▸ STATED EXERCISE: Pick out each line in the rows below that contains the word "glass" and copy those lines.

## Start GIVEN ENTRIES

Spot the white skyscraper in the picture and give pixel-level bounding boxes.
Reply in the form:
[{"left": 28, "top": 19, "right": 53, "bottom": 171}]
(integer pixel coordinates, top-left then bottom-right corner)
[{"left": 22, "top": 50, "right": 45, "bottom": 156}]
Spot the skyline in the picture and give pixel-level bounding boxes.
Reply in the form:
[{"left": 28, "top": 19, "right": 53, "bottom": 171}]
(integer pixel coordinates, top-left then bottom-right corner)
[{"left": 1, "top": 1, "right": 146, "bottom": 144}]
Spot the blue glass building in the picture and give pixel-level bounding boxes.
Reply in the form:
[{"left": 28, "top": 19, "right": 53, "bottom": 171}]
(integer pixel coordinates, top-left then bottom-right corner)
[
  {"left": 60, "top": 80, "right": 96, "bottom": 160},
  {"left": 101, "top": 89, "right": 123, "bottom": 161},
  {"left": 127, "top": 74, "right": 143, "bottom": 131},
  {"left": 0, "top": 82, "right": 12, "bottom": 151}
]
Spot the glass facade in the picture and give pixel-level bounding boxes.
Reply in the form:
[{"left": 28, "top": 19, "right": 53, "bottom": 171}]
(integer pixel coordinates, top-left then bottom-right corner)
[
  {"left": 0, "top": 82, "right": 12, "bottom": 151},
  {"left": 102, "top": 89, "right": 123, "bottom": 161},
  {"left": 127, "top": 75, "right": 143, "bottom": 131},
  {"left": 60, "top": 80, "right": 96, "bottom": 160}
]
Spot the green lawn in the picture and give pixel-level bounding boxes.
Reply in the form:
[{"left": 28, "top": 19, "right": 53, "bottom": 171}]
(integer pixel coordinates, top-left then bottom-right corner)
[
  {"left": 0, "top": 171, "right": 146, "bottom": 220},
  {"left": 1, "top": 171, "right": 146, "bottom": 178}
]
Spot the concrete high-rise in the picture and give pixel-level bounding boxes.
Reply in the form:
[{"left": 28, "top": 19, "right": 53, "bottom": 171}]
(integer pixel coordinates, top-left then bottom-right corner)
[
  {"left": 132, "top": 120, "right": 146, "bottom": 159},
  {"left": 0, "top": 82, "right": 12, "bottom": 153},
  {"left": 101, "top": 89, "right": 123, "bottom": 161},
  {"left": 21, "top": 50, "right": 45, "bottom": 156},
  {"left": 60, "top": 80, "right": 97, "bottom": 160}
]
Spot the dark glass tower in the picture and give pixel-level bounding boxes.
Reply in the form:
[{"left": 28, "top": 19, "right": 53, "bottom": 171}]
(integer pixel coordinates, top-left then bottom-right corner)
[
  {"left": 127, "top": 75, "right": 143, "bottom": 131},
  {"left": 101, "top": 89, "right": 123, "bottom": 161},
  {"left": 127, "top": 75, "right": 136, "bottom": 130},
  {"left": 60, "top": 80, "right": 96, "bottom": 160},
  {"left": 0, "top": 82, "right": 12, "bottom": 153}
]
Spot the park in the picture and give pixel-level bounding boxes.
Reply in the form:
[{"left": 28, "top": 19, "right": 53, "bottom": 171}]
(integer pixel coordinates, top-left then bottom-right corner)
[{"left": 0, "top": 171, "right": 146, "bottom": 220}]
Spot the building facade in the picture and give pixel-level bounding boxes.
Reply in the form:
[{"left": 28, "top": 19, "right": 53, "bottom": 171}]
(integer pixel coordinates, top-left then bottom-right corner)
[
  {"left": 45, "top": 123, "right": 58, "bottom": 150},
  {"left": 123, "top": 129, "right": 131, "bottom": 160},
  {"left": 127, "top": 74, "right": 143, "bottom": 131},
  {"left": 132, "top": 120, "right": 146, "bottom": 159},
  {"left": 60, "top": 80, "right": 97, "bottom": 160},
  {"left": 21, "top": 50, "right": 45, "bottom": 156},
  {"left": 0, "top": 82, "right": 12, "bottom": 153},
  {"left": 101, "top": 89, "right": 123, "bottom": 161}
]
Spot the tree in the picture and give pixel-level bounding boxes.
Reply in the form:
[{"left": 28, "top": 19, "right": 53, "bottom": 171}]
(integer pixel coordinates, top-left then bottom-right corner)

## End GIVEN ENTRIES

▸ SOLUTION:
Spot the blue glass building in the picture and give pixel-level bounding boxes.
Spot the glass facade in the picture and give pixel-level bounding boxes.
Spot the dark glass tower in the picture and give pixel-level bounding boxes.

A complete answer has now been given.